_Quoted passage:_
= = =
Federal government asked Canadians about radical changes to mail delivery
Global News
Ending home delivery, shutting rural post offices, and move to three-day-a-week service were among the ideas in a December poll commissioned by the Privy Council Office.
Weeks after being named the minister in charge of Canada Post, Filomena Tassi polled Canadians to see how they felt about making some radical changes at the Crown corporation.
Those changes include shutting down rural post offices, ending all home delivery in favour of community mailboxes, and cutting back mail delivery to three times a week.
The poll was put in the field in mid-December, six weeks after Tassi was named minister for Public Services and Procurement Canada (PSPC) and three weeks after the Crown corporation said it lost $264 million on revenue of $5.4 billion in its third quarter, the most recent quarter for which financial results are available.
It was clear from the content of the poll questions that Tassi’s office was keen to explore ways to cut costs and reduce losses.
But the very fact that Tassi was even asking those questions has angered the union representing 61,000 postal workers.
= = =
_Given entries:_

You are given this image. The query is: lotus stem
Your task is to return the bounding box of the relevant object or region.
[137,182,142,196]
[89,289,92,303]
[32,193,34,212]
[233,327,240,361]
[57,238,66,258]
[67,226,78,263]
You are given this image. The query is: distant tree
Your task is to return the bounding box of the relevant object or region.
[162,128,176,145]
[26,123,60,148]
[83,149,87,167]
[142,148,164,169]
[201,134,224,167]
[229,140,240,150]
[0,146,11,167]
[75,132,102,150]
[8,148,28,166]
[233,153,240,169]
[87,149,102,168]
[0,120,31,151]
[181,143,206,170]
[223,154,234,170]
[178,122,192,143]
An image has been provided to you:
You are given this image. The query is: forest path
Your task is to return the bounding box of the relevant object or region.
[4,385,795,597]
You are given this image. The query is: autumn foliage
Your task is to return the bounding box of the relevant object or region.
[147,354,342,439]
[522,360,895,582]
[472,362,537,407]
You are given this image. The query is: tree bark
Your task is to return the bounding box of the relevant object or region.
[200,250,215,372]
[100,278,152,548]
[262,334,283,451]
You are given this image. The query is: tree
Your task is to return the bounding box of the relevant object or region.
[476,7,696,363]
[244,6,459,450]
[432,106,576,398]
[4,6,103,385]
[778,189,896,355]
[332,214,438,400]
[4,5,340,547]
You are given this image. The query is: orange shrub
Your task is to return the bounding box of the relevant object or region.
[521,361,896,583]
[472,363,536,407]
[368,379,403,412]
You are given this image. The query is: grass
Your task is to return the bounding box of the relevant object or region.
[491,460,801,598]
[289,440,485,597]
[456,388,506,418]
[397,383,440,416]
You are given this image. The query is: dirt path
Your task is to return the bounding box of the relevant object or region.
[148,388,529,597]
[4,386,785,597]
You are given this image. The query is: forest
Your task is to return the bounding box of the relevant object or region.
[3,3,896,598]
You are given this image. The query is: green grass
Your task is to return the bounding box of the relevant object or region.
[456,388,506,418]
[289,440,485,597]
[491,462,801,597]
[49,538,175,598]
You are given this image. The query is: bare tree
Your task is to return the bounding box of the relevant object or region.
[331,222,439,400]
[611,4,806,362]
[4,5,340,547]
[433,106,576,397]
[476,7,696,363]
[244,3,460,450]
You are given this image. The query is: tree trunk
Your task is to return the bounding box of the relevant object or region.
= = =
_Exercise instructions:_
Answer these questions about the article on the Canada Post poll:
(a) Which office commissioned the December poll?
(b) How much money did Canada Post say it lost in its third quarter?
(c) How many postal workers does the angered union represent?

_Response to this exercise:_
(a) The Privy Council Office.
(b) $264 million.
(c) 61,000.